§ **How to complete this task**
Could you output the whole listing exactly as it stands, minus any images?

####

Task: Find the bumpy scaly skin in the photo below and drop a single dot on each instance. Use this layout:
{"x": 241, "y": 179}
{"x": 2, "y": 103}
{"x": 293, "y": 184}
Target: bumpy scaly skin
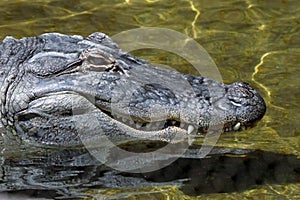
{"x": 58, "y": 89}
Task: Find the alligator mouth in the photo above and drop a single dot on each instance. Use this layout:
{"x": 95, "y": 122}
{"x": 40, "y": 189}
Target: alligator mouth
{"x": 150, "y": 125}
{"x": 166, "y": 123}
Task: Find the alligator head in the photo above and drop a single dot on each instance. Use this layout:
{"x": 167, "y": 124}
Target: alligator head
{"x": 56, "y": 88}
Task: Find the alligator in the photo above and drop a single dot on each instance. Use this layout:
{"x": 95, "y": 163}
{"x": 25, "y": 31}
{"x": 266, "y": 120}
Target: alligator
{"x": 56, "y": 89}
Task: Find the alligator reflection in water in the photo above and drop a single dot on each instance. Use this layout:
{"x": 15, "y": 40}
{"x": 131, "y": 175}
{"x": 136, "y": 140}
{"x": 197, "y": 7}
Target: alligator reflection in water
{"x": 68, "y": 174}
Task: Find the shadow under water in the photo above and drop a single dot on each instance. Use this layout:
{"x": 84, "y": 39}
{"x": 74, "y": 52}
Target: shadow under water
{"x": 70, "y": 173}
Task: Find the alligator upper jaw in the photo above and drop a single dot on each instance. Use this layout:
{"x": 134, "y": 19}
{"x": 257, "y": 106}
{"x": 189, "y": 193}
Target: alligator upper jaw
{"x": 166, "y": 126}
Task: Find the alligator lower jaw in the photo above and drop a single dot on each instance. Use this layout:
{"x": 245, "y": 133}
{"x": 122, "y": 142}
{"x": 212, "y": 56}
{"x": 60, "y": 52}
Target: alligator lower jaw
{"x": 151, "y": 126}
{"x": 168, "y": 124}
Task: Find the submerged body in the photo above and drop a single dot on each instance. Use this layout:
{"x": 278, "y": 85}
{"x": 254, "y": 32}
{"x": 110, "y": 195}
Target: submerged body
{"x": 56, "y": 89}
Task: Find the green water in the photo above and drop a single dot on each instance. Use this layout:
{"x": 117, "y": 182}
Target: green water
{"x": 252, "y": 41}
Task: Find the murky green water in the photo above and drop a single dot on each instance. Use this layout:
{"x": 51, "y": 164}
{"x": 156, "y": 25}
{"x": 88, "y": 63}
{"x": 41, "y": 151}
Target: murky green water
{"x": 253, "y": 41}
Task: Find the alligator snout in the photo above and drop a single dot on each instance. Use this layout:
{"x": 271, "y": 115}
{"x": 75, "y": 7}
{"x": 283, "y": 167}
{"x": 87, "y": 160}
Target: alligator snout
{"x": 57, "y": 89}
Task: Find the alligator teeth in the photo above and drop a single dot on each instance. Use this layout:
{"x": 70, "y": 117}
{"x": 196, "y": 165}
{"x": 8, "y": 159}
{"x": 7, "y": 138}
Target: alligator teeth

####

§ **Solution below**
Task: Find the bumpy scaly skin in the photo below and drop a single dot on each instance. Use this layout:
{"x": 241, "y": 179}
{"x": 2, "y": 103}
{"x": 293, "y": 184}
Target: bumpy scaly skin
{"x": 58, "y": 89}
Task: Find the alligator mouth in the photo above and drop a single dot on each instance. Use this layout:
{"x": 95, "y": 122}
{"x": 40, "y": 189}
Target: alligator mouth
{"x": 150, "y": 125}
{"x": 166, "y": 123}
Task: Find the alligator head in the photo above and drop a single dot on each instance. Use this layout:
{"x": 167, "y": 124}
Target: alligator head
{"x": 56, "y": 88}
Task: Find the alligator in the photo above and drop a single dot on each instance. Use this layout:
{"x": 95, "y": 163}
{"x": 25, "y": 31}
{"x": 266, "y": 120}
Target: alligator
{"x": 56, "y": 89}
Task: Find the alligator reflection in water in the photo above and drop a single dot on each instance. Use this layout:
{"x": 15, "y": 40}
{"x": 131, "y": 175}
{"x": 136, "y": 140}
{"x": 197, "y": 7}
Target: alligator reflection in water
{"x": 68, "y": 174}
Task: Find the shadow under water in the photo above and drop a single dot on each instance. Use this layout:
{"x": 84, "y": 39}
{"x": 74, "y": 52}
Target: shadow under water
{"x": 70, "y": 173}
Task: Find the alligator upper jaw in the photo above and drop a single dot on each instance. Use this layout:
{"x": 134, "y": 19}
{"x": 257, "y": 106}
{"x": 189, "y": 193}
Target: alligator upper jaw
{"x": 166, "y": 126}
Task: Find the alligator lower jaw in the photo above and drop a single dot on each instance. Use this layout:
{"x": 245, "y": 133}
{"x": 122, "y": 142}
{"x": 212, "y": 56}
{"x": 60, "y": 52}
Target: alligator lower jaw
{"x": 151, "y": 126}
{"x": 168, "y": 124}
Task: Find the submerged body in the photo above and drop a single dot on each instance. Use this layout:
{"x": 278, "y": 85}
{"x": 254, "y": 32}
{"x": 110, "y": 195}
Target: submerged body
{"x": 56, "y": 89}
Task: Find the green water in the photo above and drop a single dot on each instance. Use this layout:
{"x": 117, "y": 182}
Target: green water
{"x": 252, "y": 41}
Task: Find the murky green water in the photo above and drop a single dot on each instance. Use this layout:
{"x": 51, "y": 164}
{"x": 156, "y": 25}
{"x": 88, "y": 63}
{"x": 41, "y": 151}
Target: murky green water
{"x": 253, "y": 41}
Task: Find the alligator snout in the photo above and drop a single dot on each instance. Use this layout:
{"x": 271, "y": 115}
{"x": 75, "y": 7}
{"x": 283, "y": 167}
{"x": 87, "y": 160}
Target: alligator snout
{"x": 57, "y": 89}
Task: Find the alligator teeth in the photo above and drop a single dot on each instance. Use this layout:
{"x": 70, "y": 117}
{"x": 196, "y": 165}
{"x": 8, "y": 159}
{"x": 7, "y": 138}
Target: alligator teeth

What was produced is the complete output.